Extrait du document →
Trémargat, une petite commune bretonne d’à peine 200 habitants, est un exemple tout autant « médiatisé » que Saillans [13]. Dans les années soixante-dix, un groupe de jeunes décide de réaliser un « putsch paysan » face aux prétentions agro-industrielles du maire en place. Depuis lors, la gestion municipale est un exemple démocratique et écologique pour bien d’autres, ce qui en a fait toute sa notoriété.

La municipalité de Trémargat fait par ailleurs partie de l’association BRUDED. Née en 2005 sous l’impulsion de petites communes rurales bretonnes, l’association est aujourd’hui un réseau solidaire d’échanges d’expériences et de réalisations de projets alternatifs composé de 160 communes. Comme BRUDED à l’habitude de le dire, « ce sont des élus qui parlent aux élus ». Guipel, Hédé-Bazouges, Langouët, Laurenan, Quistinic sont autant de communes qui dessinent une autre géographie, que celle imposés par les politiques de métropolisation, et qui dans un même temps participent de la construction d’autres communs territoriaux.

Section des données →

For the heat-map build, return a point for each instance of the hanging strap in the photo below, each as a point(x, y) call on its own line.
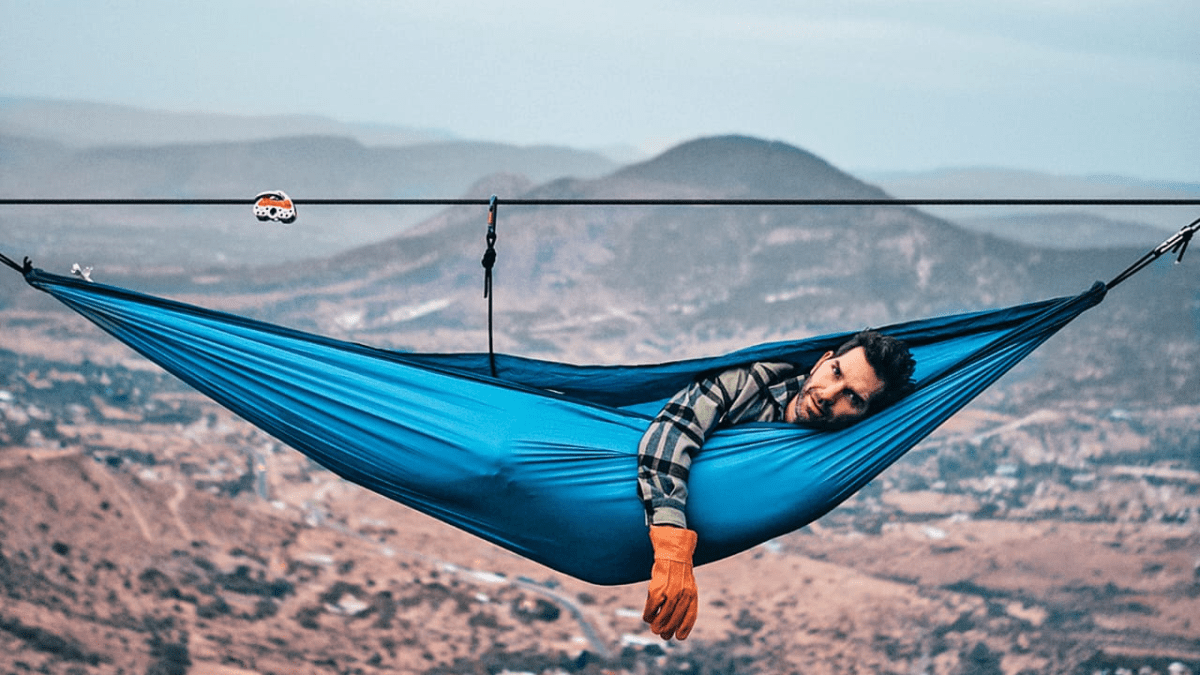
point(1175, 244)
point(489, 262)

Tâche demandée →
Pouvez-vous recopier, dans le passage sur Trémargat, tout ce qui va de « Trémargat, une petite » jusqu'à « toute sa notoriété. » inclus ?

Résultat de l'exercice →
Trémargat, une petite commune bretonne d’à peine 200 habitants, est un exemple tout autant « médiatisé » que Saillans [13]. Dans les années soixante-dix, un groupe de jeunes décide de réaliser un « putsch paysan » face aux prétentions agro-industrielles du maire en place. Depuis lors, la gestion municipale est un exemple démocratique et écologique pour bien d’autres, ce qui en a fait toute sa notoriété.